___ Supplied material ___

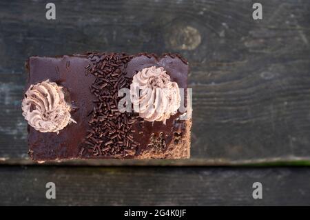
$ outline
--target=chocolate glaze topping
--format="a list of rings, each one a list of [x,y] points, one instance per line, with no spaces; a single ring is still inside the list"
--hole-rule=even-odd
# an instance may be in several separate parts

___
___ Supplied material ___

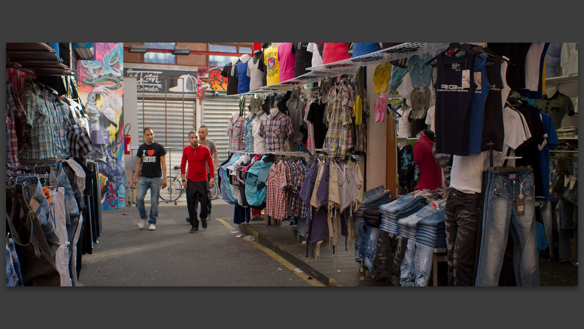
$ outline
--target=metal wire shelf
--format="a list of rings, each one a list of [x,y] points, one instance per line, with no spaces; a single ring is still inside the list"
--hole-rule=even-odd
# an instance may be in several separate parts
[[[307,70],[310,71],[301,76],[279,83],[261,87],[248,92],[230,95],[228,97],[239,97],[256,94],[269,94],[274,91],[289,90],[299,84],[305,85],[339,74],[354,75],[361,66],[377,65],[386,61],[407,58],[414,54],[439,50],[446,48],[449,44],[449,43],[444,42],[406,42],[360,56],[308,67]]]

___
___ Supplied material ___

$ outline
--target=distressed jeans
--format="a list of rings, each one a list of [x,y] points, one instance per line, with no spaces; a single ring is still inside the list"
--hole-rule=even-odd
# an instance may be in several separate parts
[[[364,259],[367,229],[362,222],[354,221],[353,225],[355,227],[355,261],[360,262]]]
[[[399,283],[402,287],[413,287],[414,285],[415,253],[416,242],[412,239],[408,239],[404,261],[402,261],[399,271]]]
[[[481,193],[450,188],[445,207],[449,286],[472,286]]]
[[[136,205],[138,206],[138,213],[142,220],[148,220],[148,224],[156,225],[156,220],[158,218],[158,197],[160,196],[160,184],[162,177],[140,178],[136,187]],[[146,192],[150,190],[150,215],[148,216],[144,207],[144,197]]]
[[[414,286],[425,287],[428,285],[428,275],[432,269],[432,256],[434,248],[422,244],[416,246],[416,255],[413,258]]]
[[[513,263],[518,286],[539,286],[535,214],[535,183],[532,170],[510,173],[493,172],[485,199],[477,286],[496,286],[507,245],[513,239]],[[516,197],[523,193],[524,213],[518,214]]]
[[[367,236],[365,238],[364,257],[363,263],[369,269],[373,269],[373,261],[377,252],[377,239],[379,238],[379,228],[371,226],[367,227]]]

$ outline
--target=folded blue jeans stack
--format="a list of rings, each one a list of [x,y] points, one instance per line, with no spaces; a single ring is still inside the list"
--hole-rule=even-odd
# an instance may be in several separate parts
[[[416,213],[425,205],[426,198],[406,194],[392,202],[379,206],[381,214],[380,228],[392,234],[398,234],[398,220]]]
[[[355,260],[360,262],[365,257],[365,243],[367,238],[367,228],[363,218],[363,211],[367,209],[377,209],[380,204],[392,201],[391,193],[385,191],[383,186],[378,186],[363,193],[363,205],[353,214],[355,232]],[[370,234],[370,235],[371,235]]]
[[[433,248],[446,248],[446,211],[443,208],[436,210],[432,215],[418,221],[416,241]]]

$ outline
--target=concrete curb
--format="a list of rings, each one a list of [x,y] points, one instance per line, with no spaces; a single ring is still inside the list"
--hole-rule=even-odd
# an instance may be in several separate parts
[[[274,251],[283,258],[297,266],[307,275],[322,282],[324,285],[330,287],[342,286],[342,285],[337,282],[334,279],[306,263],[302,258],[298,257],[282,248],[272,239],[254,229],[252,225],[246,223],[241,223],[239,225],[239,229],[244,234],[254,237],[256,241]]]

___

Short exercise:
Filter the records above and copy every line that contains the string "target", treating uppercase and lowercase letters as distinct.

Answer below:
--target=chocolate glaze topping
--target=metal wire shelf
--target=distressed jeans
--target=folded blue jeans stack
--target=concrete curb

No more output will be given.